>> begin Extracted entries
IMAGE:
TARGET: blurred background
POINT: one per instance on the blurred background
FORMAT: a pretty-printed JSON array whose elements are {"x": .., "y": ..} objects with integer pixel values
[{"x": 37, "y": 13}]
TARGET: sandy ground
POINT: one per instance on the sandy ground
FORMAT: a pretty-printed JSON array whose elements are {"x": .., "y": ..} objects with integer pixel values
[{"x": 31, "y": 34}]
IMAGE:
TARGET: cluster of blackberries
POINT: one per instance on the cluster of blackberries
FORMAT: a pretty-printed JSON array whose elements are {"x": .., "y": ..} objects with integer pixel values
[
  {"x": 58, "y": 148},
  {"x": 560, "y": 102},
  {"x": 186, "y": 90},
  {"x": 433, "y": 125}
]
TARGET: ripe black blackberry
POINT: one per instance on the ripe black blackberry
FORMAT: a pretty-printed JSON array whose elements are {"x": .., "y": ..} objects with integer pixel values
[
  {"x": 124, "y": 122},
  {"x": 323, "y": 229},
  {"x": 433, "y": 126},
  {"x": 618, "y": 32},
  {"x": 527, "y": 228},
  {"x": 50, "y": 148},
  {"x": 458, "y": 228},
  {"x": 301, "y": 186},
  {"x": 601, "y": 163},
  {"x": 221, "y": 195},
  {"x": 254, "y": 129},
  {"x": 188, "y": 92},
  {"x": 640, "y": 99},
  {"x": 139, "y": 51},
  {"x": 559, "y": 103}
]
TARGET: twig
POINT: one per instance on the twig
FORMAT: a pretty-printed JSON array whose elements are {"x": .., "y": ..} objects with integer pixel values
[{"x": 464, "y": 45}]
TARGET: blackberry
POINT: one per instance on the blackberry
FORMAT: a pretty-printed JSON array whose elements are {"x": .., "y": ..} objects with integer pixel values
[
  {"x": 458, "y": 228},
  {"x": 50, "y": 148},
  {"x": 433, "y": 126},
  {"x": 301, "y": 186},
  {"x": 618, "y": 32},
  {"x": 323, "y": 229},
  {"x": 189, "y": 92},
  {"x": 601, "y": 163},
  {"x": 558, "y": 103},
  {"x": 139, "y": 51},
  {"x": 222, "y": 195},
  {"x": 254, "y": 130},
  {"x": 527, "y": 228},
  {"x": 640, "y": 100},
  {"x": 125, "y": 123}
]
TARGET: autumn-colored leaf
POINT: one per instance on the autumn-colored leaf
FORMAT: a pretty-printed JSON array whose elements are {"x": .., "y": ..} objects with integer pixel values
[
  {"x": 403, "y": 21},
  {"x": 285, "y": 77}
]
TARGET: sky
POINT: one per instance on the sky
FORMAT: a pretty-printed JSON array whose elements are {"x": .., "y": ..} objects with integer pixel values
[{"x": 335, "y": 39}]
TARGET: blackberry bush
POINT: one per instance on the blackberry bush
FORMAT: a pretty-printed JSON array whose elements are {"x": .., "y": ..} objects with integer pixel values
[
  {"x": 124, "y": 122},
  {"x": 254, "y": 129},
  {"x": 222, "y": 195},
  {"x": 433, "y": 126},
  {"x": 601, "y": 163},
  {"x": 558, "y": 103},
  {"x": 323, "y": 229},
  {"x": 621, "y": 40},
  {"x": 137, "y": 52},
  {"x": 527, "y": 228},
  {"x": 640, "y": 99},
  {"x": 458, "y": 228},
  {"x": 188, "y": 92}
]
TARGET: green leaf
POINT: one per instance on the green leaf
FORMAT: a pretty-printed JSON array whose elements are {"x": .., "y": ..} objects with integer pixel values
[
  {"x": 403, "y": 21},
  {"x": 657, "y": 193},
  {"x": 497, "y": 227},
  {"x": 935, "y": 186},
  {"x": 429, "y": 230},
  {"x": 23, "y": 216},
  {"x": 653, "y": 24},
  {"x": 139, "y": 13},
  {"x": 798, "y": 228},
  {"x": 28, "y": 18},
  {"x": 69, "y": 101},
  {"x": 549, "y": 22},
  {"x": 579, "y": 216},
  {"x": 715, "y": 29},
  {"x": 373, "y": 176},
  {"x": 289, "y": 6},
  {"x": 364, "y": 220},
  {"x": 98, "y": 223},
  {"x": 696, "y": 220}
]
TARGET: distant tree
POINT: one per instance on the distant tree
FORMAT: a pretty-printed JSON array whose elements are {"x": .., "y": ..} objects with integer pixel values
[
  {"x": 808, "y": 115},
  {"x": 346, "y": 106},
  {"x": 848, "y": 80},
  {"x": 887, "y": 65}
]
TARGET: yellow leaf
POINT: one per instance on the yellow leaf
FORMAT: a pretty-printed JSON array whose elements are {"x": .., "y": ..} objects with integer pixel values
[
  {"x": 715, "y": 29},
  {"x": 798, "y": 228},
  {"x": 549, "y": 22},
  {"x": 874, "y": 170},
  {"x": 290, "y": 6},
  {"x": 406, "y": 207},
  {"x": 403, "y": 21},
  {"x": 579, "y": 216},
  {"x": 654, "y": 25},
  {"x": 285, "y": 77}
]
>> end Extracted entries
Requirements:
Reproduce the listing above verbatim, from first line to last.

Result:
IMAGE:
TARGET: blurred background
POINT: one per instance on the blurred background
FORMAT: a pretty-printed JSON array whose elements are {"x": .., "y": ..} objects with integer pixel values
[{"x": 37, "y": 13}]
TARGET: sandy ground
POINT: one per instance on the sandy ground
FORMAT: a pretty-printed JSON array whose elements are {"x": .., "y": ..} objects with integer pixel values
[{"x": 31, "y": 34}]
IMAGE:
TARGET: cluster of blackberries
POINT: one per instance on the cluster of blackberries
FORMAT: a pretty-printed JSON array whose elements are {"x": .., "y": ..} objects with integer pixel values
[
  {"x": 58, "y": 148},
  {"x": 560, "y": 102},
  {"x": 186, "y": 90},
  {"x": 433, "y": 125}
]
TARGET: ripe black blackberry
POINT: one per instance on the ripe black blackberry
FORMAT: a pretty-printed JSON array whose elements are {"x": .., "y": ..} objects with integer pixel values
[
  {"x": 124, "y": 122},
  {"x": 323, "y": 229},
  {"x": 433, "y": 126},
  {"x": 618, "y": 32},
  {"x": 527, "y": 228},
  {"x": 50, "y": 148},
  {"x": 458, "y": 228},
  {"x": 301, "y": 186},
  {"x": 601, "y": 163},
  {"x": 221, "y": 195},
  {"x": 254, "y": 129},
  {"x": 188, "y": 92},
  {"x": 640, "y": 99},
  {"x": 139, "y": 51},
  {"x": 559, "y": 103}
]
TARGET: twig
POINT: one per instance on the twig
FORMAT: a pretty-printed JSON array whose elements are {"x": .., "y": ..} objects with integer pixel values
[{"x": 464, "y": 45}]
TARGET: blackberry
POINT: one per instance on the blackberry
FORMAT: a pretty-printed JSON array whose elements are {"x": .., "y": ..} objects with integer pixel values
[
  {"x": 458, "y": 228},
  {"x": 50, "y": 148},
  {"x": 433, "y": 126},
  {"x": 301, "y": 186},
  {"x": 618, "y": 32},
  {"x": 323, "y": 229},
  {"x": 189, "y": 92},
  {"x": 601, "y": 163},
  {"x": 558, "y": 103},
  {"x": 139, "y": 51},
  {"x": 222, "y": 195},
  {"x": 254, "y": 130},
  {"x": 527, "y": 228},
  {"x": 640, "y": 100},
  {"x": 125, "y": 123}
]
TARGET: autumn-colored leaf
POINT: one per instance on the autumn-colored leaf
FORMAT: a pretty-printed JSON array whose elements are {"x": .., "y": ..} objects with integer pixel values
[
  {"x": 403, "y": 21},
  {"x": 285, "y": 77}
]
TARGET: sky
POINT: one per instance on the sky
FORMAT: a pretty-printed JSON array whose elements are {"x": .., "y": ..} objects with integer pixel values
[{"x": 335, "y": 39}]
TARGET: blackberry bush
POINT: one per instance on the blackberry bush
FORMAT: a pretty-printed JSON array whose elements are {"x": .., "y": ..} objects with integer pixel values
[
  {"x": 124, "y": 122},
  {"x": 254, "y": 129},
  {"x": 222, "y": 195},
  {"x": 433, "y": 126},
  {"x": 601, "y": 163},
  {"x": 558, "y": 103},
  {"x": 323, "y": 229},
  {"x": 621, "y": 40},
  {"x": 137, "y": 52},
  {"x": 527, "y": 228},
  {"x": 640, "y": 99},
  {"x": 458, "y": 228},
  {"x": 188, "y": 92}
]
TARGET: green leaf
POINT: one per instance on the green leaf
FORMAT: a pretty-printed JSON array whose elements are {"x": .., "y": ..} objects with integer pixel values
[
  {"x": 403, "y": 21},
  {"x": 657, "y": 193},
  {"x": 497, "y": 227},
  {"x": 935, "y": 186},
  {"x": 429, "y": 230},
  {"x": 23, "y": 216},
  {"x": 653, "y": 24},
  {"x": 139, "y": 13},
  {"x": 798, "y": 228},
  {"x": 28, "y": 18},
  {"x": 69, "y": 101},
  {"x": 549, "y": 22},
  {"x": 579, "y": 216},
  {"x": 715, "y": 29},
  {"x": 373, "y": 176},
  {"x": 289, "y": 6},
  {"x": 364, "y": 220},
  {"x": 98, "y": 223},
  {"x": 696, "y": 220}
]
TARGET: distant tree
POINT: one per instance on the distant tree
FORMAT: a pretty-printed JSON array whose elements are {"x": .., "y": ..} objects with integer pixel values
[
  {"x": 808, "y": 115},
  {"x": 346, "y": 106},
  {"x": 848, "y": 80},
  {"x": 887, "y": 65}
]
TARGET: yellow leaf
POINT: one per instance on the yellow leaf
FORMAT: a pretty-printed JSON array whose elements are {"x": .., "y": ..} objects with integer pixel values
[
  {"x": 715, "y": 29},
  {"x": 798, "y": 228},
  {"x": 549, "y": 22},
  {"x": 874, "y": 170},
  {"x": 290, "y": 6},
  {"x": 406, "y": 207},
  {"x": 403, "y": 21},
  {"x": 579, "y": 216},
  {"x": 654, "y": 25},
  {"x": 285, "y": 77}
]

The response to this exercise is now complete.